[Extracted records]
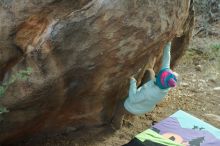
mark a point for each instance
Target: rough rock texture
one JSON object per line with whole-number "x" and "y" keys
{"x": 82, "y": 54}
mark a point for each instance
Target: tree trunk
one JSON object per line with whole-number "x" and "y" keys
{"x": 82, "y": 54}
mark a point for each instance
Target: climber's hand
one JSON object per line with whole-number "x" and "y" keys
{"x": 132, "y": 78}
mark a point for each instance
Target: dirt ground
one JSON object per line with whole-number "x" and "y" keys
{"x": 198, "y": 94}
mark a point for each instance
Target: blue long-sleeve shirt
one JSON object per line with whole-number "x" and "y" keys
{"x": 143, "y": 99}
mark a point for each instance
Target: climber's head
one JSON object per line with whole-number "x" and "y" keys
{"x": 166, "y": 78}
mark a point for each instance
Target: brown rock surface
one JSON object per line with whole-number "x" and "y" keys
{"x": 82, "y": 54}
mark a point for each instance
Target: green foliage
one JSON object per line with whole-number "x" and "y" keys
{"x": 215, "y": 47}
{"x": 21, "y": 75}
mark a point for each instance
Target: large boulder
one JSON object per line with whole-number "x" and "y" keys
{"x": 82, "y": 54}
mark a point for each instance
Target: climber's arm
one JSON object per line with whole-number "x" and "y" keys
{"x": 166, "y": 56}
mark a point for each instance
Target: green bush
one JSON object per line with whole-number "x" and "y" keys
{"x": 21, "y": 75}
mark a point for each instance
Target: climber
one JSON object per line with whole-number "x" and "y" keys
{"x": 143, "y": 99}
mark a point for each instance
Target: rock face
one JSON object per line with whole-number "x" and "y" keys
{"x": 82, "y": 54}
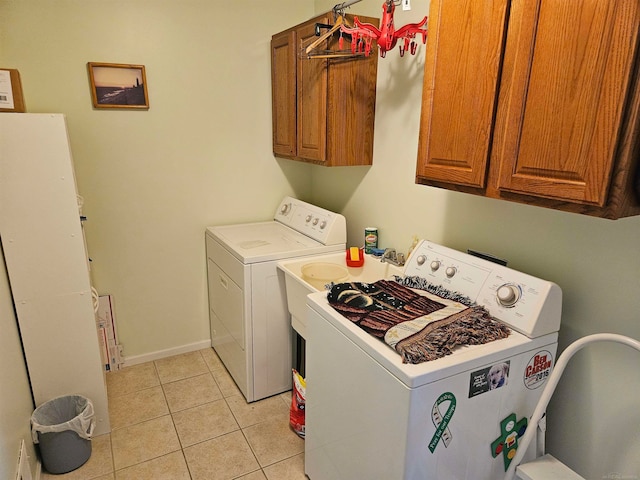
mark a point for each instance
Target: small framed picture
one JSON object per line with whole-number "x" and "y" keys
{"x": 118, "y": 85}
{"x": 11, "y": 99}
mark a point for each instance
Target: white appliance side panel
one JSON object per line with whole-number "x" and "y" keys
{"x": 226, "y": 300}
{"x": 353, "y": 429}
{"x": 229, "y": 316}
{"x": 362, "y": 422}
{"x": 272, "y": 342}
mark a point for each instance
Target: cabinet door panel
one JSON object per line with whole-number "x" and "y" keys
{"x": 312, "y": 101}
{"x": 283, "y": 95}
{"x": 460, "y": 89}
{"x": 566, "y": 79}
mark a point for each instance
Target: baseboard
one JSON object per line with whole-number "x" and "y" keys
{"x": 169, "y": 352}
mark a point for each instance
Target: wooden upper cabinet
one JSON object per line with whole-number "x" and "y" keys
{"x": 535, "y": 101}
{"x": 329, "y": 120}
{"x": 312, "y": 99}
{"x": 568, "y": 69}
{"x": 462, "y": 68}
{"x": 283, "y": 96}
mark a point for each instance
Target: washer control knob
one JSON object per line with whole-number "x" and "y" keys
{"x": 508, "y": 294}
{"x": 285, "y": 209}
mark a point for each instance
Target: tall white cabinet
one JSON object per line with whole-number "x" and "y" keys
{"x": 46, "y": 260}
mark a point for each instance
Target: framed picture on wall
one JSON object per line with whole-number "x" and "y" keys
{"x": 118, "y": 85}
{"x": 11, "y": 99}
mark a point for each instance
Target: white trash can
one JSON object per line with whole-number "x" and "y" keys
{"x": 63, "y": 427}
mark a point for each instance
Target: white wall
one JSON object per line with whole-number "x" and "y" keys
{"x": 594, "y": 417}
{"x": 153, "y": 180}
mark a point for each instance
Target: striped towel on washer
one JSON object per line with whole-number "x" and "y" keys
{"x": 422, "y": 322}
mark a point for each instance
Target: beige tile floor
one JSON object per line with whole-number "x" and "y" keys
{"x": 183, "y": 418}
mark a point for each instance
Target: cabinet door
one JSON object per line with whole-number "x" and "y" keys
{"x": 566, "y": 78}
{"x": 312, "y": 100}
{"x": 462, "y": 67}
{"x": 283, "y": 95}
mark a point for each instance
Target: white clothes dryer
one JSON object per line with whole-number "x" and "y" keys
{"x": 368, "y": 415}
{"x": 250, "y": 324}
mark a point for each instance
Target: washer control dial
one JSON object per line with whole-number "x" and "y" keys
{"x": 285, "y": 209}
{"x": 508, "y": 294}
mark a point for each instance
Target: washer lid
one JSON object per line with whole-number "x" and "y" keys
{"x": 266, "y": 241}
{"x": 461, "y": 360}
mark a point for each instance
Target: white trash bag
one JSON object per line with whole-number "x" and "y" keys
{"x": 63, "y": 427}
{"x": 71, "y": 412}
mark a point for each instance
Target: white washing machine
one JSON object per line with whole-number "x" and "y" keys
{"x": 250, "y": 324}
{"x": 370, "y": 416}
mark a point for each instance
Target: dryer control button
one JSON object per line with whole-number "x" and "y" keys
{"x": 508, "y": 294}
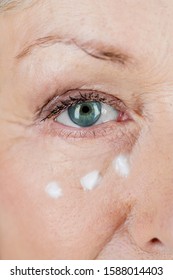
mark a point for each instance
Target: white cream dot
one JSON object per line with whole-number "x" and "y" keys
{"x": 121, "y": 165}
{"x": 91, "y": 180}
{"x": 53, "y": 190}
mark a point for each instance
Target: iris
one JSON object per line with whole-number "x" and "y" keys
{"x": 85, "y": 113}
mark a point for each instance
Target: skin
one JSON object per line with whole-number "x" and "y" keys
{"x": 124, "y": 218}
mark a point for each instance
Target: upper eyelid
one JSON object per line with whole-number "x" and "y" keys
{"x": 97, "y": 96}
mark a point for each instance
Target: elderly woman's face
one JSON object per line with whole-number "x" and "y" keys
{"x": 86, "y": 134}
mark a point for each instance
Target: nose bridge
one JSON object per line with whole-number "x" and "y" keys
{"x": 152, "y": 217}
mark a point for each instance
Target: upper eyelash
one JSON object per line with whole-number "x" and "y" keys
{"x": 83, "y": 97}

### TASK TO COMPLETE
Please reproduce the data above word for word, skipping all images.

### SOLUTION BELOW
mark a point for each instance
Target: rough rock texture
one JSON object per line with whole-number "x" and "y" keys
{"x": 82, "y": 54}
mark a point for each instance
Target: tree trunk
one JSON object per line with whole-number "x" and "y" keys
{"x": 82, "y": 54}
mark a point for each instance
Target: climber's hand
one JSON object per line with whole-number "x" and "y" keys
{"x": 132, "y": 78}
mark a point for each instance
Target: dirt ground
one JSON object per line with whole-number "x" and "y" keys
{"x": 198, "y": 94}
mark a point for each instance
Target: blue long-sleeve shirt
one JSON object per line with whole-number "x" and "y" keys
{"x": 143, "y": 99}
mark a point for each instance
Target: climber's head
one JSON object per line with whole-number "x" and "y" keys
{"x": 166, "y": 78}
mark a point for each instance
Target: brown rock surface
one JSON object per line with whole-number "x" and "y" keys
{"x": 82, "y": 54}
mark a point for each instance
Target: green foliage
one JSON object per line with whole-number "x" and "y" keys
{"x": 215, "y": 47}
{"x": 21, "y": 75}
mark a point for each instance
Target: large boulder
one JSON object per line with whole-number "x" and "y" keys
{"x": 82, "y": 54}
mark a point for each instance
Target: climber's arm
one JSON object per line with whole-number "x" and "y" keys
{"x": 166, "y": 56}
mark a point for each instance
Target: green bush
one JSON object per line with whole-number "x" and "y" keys
{"x": 21, "y": 75}
mark a point for each instance
Target: climber
one JSON object per line with whole-number "x" and "y" keys
{"x": 143, "y": 99}
mark a point for each instance
Target: rock face
one JSON object per line with whole-number "x" and "y" keys
{"x": 82, "y": 54}
mark a point for each instance
Target: small framed picture
one JSON object per line with whole-number "x" and "y" keys
{"x": 118, "y": 85}
{"x": 11, "y": 99}
mark a point for each instance
Target: white appliance side panel
one JSON object per line with whole-number "x" and "y" keys
{"x": 226, "y": 300}
{"x": 353, "y": 429}
{"x": 229, "y": 316}
{"x": 362, "y": 422}
{"x": 272, "y": 342}
mark a point for each instance
Target: cabinet door panel
one JSON object per line with whole-number "x" and "y" keys
{"x": 312, "y": 101}
{"x": 283, "y": 95}
{"x": 460, "y": 89}
{"x": 566, "y": 79}
mark a point for each instance
Target: baseboard
one JSON object per line with whole-number "x" and "y" keys
{"x": 169, "y": 352}
mark a point for each instance
Target: wooden upper cabinet
one JSON object per line with whole-number "x" and "y" keys
{"x": 535, "y": 101}
{"x": 329, "y": 120}
{"x": 312, "y": 99}
{"x": 568, "y": 69}
{"x": 462, "y": 68}
{"x": 283, "y": 96}
mark a point for each instance
Target: washer control knob
one JSON object per line with whole-number "x" and "y" keys
{"x": 508, "y": 294}
{"x": 285, "y": 209}
mark a point for each instance
Target: tall white cabinet
one JSON object per line with whole-number "x" and "y" keys
{"x": 46, "y": 260}
mark a point for each instance
Target: framed picture on wall
one JSON object per line with whole-number "x" and "y" keys
{"x": 118, "y": 85}
{"x": 11, "y": 99}
mark a point for each instance
Target: white trash can
one JSON object per line with whole-number "x" and "y" keys
{"x": 63, "y": 427}
mark a point for each instance
Target: white wall
one JSON object per line with whole-number "x" and "y" keys
{"x": 594, "y": 417}
{"x": 153, "y": 180}
mark a point for each instance
Target: striped towel on washer
one JSON object per line with whole-number "x" and "y" keys
{"x": 422, "y": 322}
mark a point for each instance
Target: beige tile floor
one JSON object per line with whole-number "x" and "y" keys
{"x": 183, "y": 418}
mark a point for each instance
Target: cabinet door
one JSON object per line with whole-number "x" and "y" keys
{"x": 566, "y": 78}
{"x": 312, "y": 100}
{"x": 462, "y": 67}
{"x": 283, "y": 95}
mark a point for each instance
Target: white clothes dryer
one JSON object per line with whole-number "x" and "y" keys
{"x": 368, "y": 415}
{"x": 250, "y": 324}
mark a point for each instance
Target: washer control dial
one JSON object per line with whole-number "x" and "y" keys
{"x": 285, "y": 209}
{"x": 508, "y": 294}
mark a point for each instance
Target: washer lid
one JSON object per line with whole-number "x" and "y" keys
{"x": 266, "y": 241}
{"x": 461, "y": 360}
mark a point for each instance
Target: white trash bag
one JSON object per line with whole-number "x" and "y" keys
{"x": 63, "y": 427}
{"x": 71, "y": 412}
mark a point for each instance
Target: white washing machine
one JSON object per line with whole-number "x" and "y" keys
{"x": 250, "y": 324}
{"x": 370, "y": 416}
mark a point for each instance
Target: dryer control button
one JSON object per line with whole-number "x" and "y" keys
{"x": 508, "y": 294}
mark a point for each instance
Target: white cream dot
one JSON object per line with whole-number "x" and "y" keys
{"x": 121, "y": 165}
{"x": 91, "y": 180}
{"x": 53, "y": 190}
mark a point for each instance
Target: iris
one JSON object per line with whole-number "x" and "y" keys
{"x": 85, "y": 113}
mark a point for each instance
Target: skin
one JSON object per line with whole-number "x" and "y" keys
{"x": 124, "y": 218}
mark a point for each instance
Target: upper eyelid
one JSON object per line with whole-number "x" and "y" keys
{"x": 97, "y": 96}
mark a point for each instance
Target: elderly woman's face
one JSON object per line with whole-number "x" and "y" keys
{"x": 86, "y": 134}
mark a point for each instance
Target: nose bridge
one JSON object per line with whole-number "x" and "y" keys
{"x": 152, "y": 217}
mark a point for each instance
Target: upper eyelash
one JSON object per line with whole-number "x" and "y" keys
{"x": 83, "y": 97}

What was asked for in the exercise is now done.